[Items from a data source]

================================

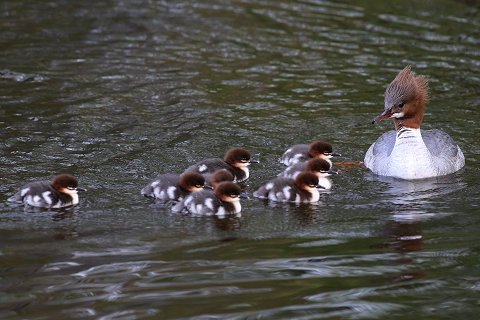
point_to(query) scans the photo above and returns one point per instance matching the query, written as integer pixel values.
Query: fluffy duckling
(304, 152)
(236, 161)
(61, 192)
(304, 189)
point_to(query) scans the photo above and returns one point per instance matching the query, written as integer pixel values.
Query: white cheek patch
(159, 194)
(221, 211)
(74, 198)
(29, 200)
(24, 191)
(46, 197)
(298, 199)
(171, 192)
(286, 192)
(237, 206)
(209, 203)
(36, 199)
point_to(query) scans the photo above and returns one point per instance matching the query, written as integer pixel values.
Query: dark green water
(115, 92)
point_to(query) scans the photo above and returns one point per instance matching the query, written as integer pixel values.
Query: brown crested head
(237, 156)
(191, 181)
(227, 191)
(306, 180)
(220, 176)
(64, 181)
(405, 99)
(317, 165)
(318, 148)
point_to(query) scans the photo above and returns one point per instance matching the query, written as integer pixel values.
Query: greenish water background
(115, 92)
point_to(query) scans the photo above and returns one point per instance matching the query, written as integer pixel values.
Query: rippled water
(115, 92)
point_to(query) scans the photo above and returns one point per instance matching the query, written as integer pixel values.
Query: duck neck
(411, 120)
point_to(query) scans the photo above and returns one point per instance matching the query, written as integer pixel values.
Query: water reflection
(418, 193)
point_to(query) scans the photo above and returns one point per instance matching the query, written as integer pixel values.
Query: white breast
(410, 158)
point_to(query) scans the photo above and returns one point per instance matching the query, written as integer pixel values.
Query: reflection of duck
(403, 236)
(408, 152)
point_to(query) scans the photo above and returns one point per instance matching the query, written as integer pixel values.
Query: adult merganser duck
(408, 152)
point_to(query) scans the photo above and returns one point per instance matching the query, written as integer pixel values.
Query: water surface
(119, 91)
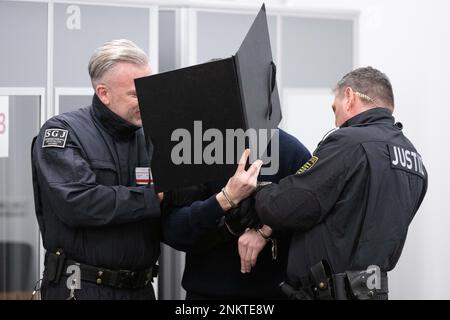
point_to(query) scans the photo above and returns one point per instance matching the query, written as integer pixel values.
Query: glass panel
(71, 103)
(316, 52)
(167, 41)
(220, 34)
(23, 35)
(18, 226)
(79, 29)
(307, 115)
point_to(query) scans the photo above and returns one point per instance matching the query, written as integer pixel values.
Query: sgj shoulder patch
(308, 165)
(56, 138)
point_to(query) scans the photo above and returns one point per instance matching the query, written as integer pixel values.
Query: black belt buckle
(134, 279)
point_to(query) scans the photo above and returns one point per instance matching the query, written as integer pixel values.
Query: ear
(349, 98)
(102, 93)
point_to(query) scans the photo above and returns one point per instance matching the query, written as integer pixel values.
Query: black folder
(239, 92)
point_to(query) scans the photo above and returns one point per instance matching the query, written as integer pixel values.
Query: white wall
(409, 40)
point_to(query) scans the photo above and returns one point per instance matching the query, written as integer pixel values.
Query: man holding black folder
(199, 108)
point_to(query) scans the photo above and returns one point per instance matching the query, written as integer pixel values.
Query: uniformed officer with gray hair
(97, 210)
(351, 204)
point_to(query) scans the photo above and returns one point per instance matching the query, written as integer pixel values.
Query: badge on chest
(143, 176)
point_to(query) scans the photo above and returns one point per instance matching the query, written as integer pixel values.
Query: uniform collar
(113, 124)
(370, 116)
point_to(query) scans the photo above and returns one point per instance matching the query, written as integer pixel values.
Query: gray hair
(371, 83)
(112, 52)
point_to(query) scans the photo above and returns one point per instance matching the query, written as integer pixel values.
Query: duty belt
(322, 284)
(56, 265)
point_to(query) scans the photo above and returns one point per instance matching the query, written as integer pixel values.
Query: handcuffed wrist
(228, 198)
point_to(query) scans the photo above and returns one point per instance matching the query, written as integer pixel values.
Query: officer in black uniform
(95, 206)
(351, 204)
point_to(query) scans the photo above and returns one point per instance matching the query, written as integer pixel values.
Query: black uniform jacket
(352, 203)
(87, 200)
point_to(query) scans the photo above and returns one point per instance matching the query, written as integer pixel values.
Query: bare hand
(243, 183)
(250, 245)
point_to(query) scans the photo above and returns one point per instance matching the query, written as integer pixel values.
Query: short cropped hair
(369, 82)
(112, 52)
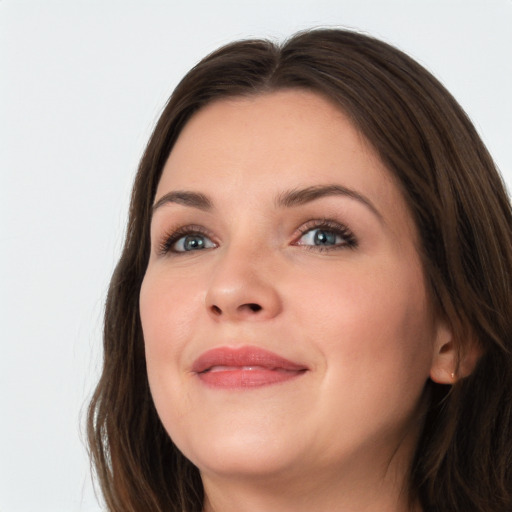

================================

Written task – Please count the lines in the listing that contain the word "officer" and give only the number.

Full output – 2